:: What you will do ::
Locate every line in the entries below that contains the word "lamp", and copy each of those lines.

:: Extracted material ::

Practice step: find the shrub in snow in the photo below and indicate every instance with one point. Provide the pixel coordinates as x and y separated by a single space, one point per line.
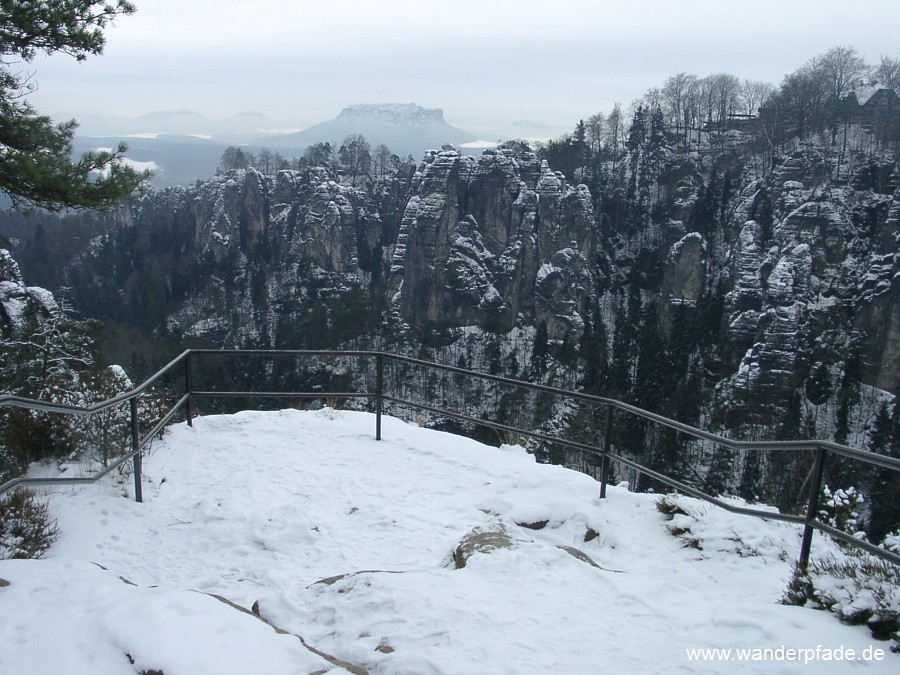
25 527
840 510
892 542
859 590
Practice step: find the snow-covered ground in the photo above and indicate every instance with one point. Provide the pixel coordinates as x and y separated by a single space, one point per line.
349 543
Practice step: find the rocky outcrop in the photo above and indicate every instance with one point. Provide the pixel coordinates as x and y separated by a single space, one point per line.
20 305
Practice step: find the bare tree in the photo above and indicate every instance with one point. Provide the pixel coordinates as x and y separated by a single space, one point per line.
754 94
615 131
843 70
675 93
382 159
887 73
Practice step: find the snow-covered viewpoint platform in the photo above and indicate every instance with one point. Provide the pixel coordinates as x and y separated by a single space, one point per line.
414 554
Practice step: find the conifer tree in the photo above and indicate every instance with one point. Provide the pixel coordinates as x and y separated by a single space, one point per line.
36 168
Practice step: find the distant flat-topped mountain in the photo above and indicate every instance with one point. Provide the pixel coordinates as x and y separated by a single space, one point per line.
405 128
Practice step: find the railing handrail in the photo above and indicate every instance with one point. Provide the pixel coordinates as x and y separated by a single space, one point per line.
821 447
81 410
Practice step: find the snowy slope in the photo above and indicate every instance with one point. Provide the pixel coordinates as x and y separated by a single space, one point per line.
259 507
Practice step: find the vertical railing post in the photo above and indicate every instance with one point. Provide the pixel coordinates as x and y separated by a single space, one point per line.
136 448
812 507
379 392
187 389
607 445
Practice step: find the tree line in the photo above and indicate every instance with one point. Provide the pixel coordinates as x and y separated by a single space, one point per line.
354 158
694 112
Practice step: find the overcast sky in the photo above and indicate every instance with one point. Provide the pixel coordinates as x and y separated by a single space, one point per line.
484 62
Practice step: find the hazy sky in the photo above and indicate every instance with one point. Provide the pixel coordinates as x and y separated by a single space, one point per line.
484 62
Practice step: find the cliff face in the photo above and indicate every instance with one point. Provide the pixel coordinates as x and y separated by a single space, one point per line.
756 286
820 274
493 241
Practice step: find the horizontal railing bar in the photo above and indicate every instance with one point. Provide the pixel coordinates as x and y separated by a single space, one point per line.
869 547
46 406
25 482
281 394
869 457
493 425
796 446
862 455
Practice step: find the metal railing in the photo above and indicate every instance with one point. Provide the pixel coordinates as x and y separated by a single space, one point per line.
604 451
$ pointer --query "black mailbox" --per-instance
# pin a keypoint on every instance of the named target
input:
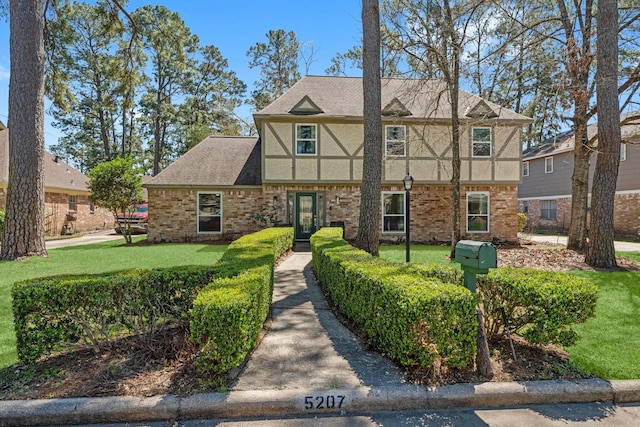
(475, 258)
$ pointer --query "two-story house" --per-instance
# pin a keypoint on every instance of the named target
(307, 165)
(545, 193)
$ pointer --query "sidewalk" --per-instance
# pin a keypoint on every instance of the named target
(309, 363)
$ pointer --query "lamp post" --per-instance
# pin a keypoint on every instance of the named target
(408, 183)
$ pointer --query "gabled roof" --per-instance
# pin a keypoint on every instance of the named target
(216, 161)
(342, 97)
(565, 141)
(58, 176)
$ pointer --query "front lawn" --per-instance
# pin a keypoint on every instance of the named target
(89, 259)
(609, 342)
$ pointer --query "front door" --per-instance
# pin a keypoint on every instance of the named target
(306, 215)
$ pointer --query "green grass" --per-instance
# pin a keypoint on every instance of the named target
(609, 342)
(89, 259)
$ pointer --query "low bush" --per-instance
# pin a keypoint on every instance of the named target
(404, 311)
(55, 312)
(540, 305)
(228, 314)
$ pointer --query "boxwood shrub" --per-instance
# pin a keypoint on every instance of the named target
(540, 305)
(405, 311)
(228, 314)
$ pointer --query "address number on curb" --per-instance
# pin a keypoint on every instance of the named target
(323, 402)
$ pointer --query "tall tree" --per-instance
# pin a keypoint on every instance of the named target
(601, 251)
(368, 237)
(278, 60)
(23, 233)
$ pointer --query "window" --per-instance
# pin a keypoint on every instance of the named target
(478, 212)
(548, 164)
(481, 142)
(395, 137)
(209, 213)
(392, 212)
(549, 209)
(306, 139)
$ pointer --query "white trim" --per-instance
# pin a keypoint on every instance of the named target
(404, 213)
(488, 214)
(213, 216)
(315, 148)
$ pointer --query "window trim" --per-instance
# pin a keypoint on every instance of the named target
(487, 215)
(474, 142)
(548, 161)
(219, 193)
(387, 140)
(315, 140)
(404, 213)
(542, 209)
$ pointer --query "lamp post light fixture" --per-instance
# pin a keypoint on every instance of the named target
(408, 183)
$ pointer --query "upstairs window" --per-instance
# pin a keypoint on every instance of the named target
(396, 141)
(481, 140)
(306, 139)
(392, 212)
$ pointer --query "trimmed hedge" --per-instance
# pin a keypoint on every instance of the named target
(540, 305)
(53, 312)
(409, 316)
(229, 313)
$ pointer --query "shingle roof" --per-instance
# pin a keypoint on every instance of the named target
(216, 161)
(342, 97)
(563, 142)
(57, 174)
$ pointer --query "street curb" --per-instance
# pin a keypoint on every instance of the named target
(236, 404)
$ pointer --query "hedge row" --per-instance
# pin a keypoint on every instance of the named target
(228, 314)
(404, 312)
(540, 305)
(53, 312)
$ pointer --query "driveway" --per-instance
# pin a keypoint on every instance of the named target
(98, 236)
(562, 240)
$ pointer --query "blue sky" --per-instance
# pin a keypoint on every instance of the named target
(233, 26)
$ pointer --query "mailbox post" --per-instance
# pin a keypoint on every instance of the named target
(475, 258)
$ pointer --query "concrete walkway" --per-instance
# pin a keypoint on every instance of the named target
(309, 364)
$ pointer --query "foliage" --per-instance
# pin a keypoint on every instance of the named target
(540, 305)
(54, 312)
(116, 185)
(404, 311)
(278, 63)
(522, 222)
(228, 314)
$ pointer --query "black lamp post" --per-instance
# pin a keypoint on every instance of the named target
(408, 183)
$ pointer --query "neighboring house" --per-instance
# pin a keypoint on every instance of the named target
(545, 193)
(307, 166)
(67, 207)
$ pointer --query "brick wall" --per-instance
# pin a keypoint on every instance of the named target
(173, 216)
(626, 215)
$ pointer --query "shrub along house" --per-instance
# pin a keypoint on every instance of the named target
(307, 163)
(66, 197)
(545, 193)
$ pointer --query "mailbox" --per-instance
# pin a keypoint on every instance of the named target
(475, 258)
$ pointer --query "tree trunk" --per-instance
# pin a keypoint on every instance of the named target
(23, 233)
(368, 237)
(601, 251)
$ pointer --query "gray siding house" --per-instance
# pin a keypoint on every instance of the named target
(545, 193)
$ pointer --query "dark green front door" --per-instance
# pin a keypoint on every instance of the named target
(306, 215)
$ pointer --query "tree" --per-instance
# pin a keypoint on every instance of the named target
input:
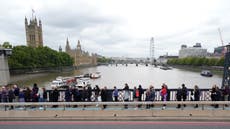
(28, 57)
(6, 45)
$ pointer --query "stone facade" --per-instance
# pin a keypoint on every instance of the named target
(34, 33)
(81, 58)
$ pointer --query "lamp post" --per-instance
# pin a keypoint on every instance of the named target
(4, 68)
(226, 76)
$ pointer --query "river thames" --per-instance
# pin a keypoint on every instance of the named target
(113, 75)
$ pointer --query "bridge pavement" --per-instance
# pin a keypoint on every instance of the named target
(113, 125)
(106, 115)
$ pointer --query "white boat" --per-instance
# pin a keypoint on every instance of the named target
(57, 83)
(82, 82)
(95, 75)
(206, 73)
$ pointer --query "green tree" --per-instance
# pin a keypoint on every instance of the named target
(6, 45)
(28, 57)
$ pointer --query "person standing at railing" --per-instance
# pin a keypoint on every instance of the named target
(44, 94)
(16, 93)
(89, 92)
(104, 96)
(141, 92)
(27, 94)
(196, 93)
(97, 92)
(226, 92)
(68, 95)
(126, 94)
(147, 97)
(4, 94)
(163, 93)
(11, 97)
(184, 93)
(136, 95)
(55, 95)
(115, 94)
(152, 94)
(35, 96)
(179, 96)
(84, 94)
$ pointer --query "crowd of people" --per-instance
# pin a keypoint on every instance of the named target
(72, 94)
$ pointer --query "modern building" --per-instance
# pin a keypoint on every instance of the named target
(164, 59)
(220, 51)
(195, 51)
(33, 32)
(81, 58)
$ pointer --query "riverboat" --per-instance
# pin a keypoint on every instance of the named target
(95, 75)
(206, 73)
(165, 68)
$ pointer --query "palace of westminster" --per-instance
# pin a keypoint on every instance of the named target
(34, 39)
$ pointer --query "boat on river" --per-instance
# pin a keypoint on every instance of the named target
(165, 68)
(206, 73)
(95, 75)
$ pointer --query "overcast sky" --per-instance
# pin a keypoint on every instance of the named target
(120, 27)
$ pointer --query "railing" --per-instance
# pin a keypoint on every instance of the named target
(64, 105)
(205, 95)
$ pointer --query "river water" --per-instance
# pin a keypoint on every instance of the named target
(119, 75)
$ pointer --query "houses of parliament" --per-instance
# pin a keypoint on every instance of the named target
(34, 38)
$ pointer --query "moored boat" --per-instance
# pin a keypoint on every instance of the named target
(206, 73)
(95, 75)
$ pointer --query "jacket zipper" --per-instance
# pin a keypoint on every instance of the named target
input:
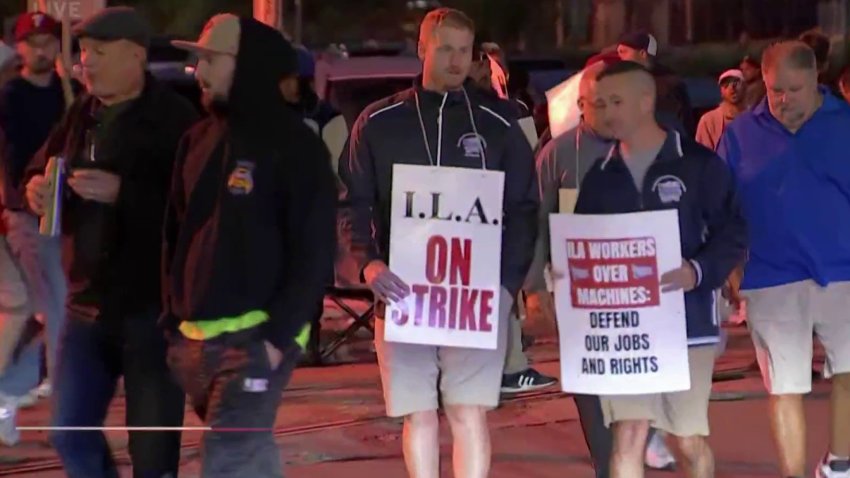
(440, 129)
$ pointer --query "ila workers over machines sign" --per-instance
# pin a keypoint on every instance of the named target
(619, 333)
(445, 243)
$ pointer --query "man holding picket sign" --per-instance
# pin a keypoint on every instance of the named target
(632, 309)
(442, 188)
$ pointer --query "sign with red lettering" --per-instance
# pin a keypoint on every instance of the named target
(74, 9)
(619, 334)
(445, 243)
(611, 273)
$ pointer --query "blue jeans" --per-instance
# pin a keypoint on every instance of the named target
(33, 272)
(92, 356)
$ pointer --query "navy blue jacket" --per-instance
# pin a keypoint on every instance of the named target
(711, 226)
(389, 132)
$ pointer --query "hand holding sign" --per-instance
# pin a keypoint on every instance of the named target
(682, 278)
(386, 286)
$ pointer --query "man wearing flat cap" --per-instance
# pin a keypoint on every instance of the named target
(118, 142)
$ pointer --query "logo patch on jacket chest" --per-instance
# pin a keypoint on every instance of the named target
(670, 188)
(473, 145)
(241, 180)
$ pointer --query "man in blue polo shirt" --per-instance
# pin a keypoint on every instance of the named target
(790, 160)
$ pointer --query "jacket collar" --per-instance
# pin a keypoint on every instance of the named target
(670, 150)
(432, 98)
(142, 107)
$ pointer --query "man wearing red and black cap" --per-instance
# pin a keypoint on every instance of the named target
(672, 100)
(30, 106)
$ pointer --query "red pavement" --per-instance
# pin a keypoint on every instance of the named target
(331, 424)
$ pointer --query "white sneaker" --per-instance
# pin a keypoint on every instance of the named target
(658, 456)
(44, 389)
(9, 434)
(33, 396)
(833, 469)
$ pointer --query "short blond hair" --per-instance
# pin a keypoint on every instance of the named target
(792, 53)
(440, 17)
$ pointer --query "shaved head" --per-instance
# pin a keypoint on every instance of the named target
(626, 95)
(588, 80)
(587, 97)
(790, 75)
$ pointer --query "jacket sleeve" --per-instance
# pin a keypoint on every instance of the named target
(521, 202)
(726, 242)
(548, 180)
(174, 211)
(144, 192)
(308, 218)
(358, 197)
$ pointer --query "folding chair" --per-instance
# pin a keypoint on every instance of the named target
(339, 296)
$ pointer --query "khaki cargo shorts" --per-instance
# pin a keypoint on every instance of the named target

:: Worked answer ::
$ pointer --query "lamp post" --per-instance
$ pointer --query "lamp post light fixture" --per-instance
$ pointer --query "black lamp post" --per-instance
$ pointer --query "lamp post" --per-instance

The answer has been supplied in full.